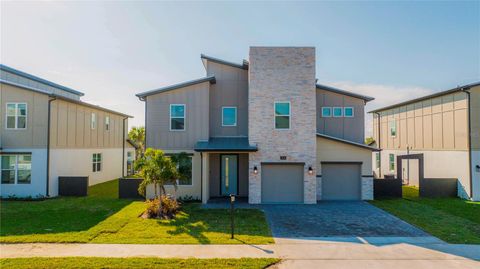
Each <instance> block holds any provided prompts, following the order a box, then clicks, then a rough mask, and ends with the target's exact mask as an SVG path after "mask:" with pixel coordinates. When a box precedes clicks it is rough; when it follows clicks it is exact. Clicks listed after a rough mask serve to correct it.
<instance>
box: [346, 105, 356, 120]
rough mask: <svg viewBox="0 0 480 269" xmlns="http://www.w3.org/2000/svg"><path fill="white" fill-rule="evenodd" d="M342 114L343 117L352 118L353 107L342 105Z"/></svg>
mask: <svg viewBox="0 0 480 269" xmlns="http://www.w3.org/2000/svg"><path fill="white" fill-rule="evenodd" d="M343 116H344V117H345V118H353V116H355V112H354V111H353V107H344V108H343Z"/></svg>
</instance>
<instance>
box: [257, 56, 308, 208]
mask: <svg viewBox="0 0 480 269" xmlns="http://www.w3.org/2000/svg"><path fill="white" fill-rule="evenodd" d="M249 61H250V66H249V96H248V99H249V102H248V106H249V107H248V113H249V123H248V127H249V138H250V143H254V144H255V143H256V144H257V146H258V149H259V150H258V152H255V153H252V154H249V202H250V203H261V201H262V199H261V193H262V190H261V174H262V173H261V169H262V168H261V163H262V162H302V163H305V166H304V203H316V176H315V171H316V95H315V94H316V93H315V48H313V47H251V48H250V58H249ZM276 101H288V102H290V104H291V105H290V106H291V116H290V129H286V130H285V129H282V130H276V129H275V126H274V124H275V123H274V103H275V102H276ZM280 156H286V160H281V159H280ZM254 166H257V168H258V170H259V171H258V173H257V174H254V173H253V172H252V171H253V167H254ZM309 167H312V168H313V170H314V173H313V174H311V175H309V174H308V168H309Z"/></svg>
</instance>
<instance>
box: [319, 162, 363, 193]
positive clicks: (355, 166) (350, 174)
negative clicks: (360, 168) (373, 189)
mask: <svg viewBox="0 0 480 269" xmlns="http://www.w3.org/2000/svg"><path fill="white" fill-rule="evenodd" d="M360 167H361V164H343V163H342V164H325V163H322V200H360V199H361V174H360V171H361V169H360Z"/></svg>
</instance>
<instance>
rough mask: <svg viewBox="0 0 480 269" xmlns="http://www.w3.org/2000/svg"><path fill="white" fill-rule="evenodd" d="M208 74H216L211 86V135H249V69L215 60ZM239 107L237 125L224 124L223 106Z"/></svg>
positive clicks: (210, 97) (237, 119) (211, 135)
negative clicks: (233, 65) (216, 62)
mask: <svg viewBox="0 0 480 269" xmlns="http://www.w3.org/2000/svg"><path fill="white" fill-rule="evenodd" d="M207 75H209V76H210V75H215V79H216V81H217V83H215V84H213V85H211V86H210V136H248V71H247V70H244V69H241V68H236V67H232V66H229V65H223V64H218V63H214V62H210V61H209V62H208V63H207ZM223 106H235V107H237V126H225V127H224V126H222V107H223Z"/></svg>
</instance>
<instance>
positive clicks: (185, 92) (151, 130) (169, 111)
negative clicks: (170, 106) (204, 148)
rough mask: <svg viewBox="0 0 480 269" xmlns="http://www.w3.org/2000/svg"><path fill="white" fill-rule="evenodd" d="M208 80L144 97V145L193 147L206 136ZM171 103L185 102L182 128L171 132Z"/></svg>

§ §

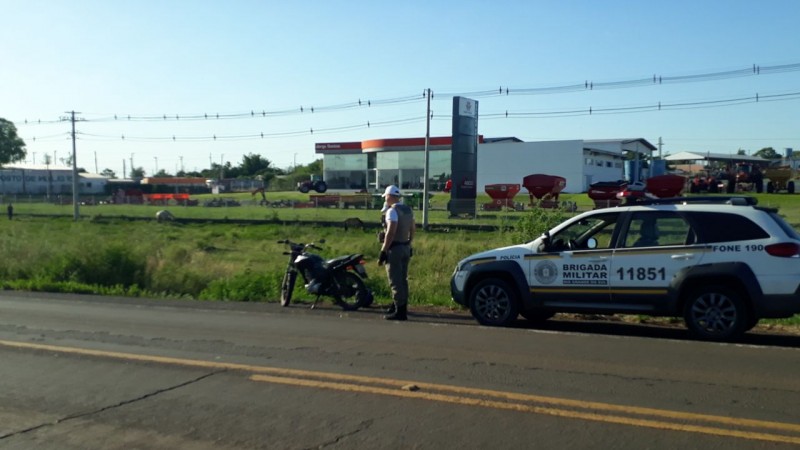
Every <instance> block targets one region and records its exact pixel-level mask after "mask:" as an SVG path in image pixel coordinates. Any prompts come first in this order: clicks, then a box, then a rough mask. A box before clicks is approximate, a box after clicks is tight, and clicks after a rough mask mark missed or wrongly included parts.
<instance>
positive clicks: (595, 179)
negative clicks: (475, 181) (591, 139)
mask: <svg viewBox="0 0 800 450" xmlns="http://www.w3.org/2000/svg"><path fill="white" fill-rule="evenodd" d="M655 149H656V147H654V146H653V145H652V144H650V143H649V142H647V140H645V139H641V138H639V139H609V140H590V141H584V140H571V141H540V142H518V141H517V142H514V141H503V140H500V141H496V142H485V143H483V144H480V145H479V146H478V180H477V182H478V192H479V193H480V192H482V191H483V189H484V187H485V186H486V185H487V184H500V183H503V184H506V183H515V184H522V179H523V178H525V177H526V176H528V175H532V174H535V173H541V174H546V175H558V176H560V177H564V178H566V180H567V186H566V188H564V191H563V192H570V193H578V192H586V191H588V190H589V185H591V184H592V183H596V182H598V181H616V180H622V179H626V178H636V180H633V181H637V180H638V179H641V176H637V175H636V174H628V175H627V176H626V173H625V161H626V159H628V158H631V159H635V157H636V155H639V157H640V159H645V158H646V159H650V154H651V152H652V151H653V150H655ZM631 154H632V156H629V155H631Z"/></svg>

§ §

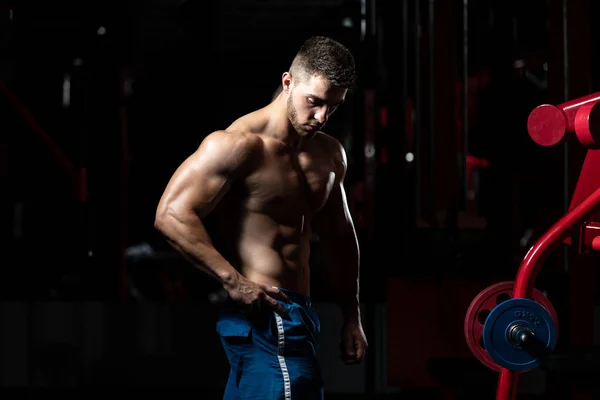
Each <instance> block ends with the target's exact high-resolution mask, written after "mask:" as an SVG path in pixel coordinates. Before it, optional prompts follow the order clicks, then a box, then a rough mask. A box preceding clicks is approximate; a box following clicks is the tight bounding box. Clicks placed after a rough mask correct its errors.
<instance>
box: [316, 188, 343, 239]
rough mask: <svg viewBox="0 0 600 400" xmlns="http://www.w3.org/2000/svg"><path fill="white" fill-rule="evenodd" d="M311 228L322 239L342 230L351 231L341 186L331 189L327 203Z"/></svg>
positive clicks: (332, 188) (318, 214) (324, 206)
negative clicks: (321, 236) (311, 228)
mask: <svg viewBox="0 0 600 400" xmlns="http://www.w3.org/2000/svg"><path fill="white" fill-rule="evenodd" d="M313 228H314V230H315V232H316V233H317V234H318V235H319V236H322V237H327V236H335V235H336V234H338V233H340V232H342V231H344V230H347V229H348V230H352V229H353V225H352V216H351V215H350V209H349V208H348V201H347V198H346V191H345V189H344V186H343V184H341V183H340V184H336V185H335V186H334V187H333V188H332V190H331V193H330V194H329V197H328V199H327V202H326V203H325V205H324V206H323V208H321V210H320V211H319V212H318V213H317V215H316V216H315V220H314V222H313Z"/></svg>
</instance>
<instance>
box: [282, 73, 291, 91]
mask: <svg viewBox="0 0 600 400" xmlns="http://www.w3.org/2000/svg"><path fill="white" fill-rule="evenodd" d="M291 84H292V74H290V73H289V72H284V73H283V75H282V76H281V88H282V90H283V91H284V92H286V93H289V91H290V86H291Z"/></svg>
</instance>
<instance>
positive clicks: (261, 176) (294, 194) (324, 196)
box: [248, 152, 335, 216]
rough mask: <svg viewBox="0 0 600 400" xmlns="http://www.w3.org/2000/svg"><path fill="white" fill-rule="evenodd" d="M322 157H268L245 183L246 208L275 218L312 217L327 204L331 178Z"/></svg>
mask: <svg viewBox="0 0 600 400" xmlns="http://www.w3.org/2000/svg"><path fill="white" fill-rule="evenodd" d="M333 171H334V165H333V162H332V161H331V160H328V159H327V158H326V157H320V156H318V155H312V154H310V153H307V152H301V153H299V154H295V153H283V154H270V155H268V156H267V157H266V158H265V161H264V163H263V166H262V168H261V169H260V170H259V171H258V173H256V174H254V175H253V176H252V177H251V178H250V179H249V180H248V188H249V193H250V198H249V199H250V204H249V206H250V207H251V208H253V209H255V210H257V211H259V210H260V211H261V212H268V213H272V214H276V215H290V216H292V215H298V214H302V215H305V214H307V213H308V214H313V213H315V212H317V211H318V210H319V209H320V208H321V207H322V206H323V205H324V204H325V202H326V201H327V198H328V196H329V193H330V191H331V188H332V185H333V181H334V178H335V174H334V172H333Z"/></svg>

§ §

Only a number is wanted: how many lines above include "positive"?

■ Your response ■
6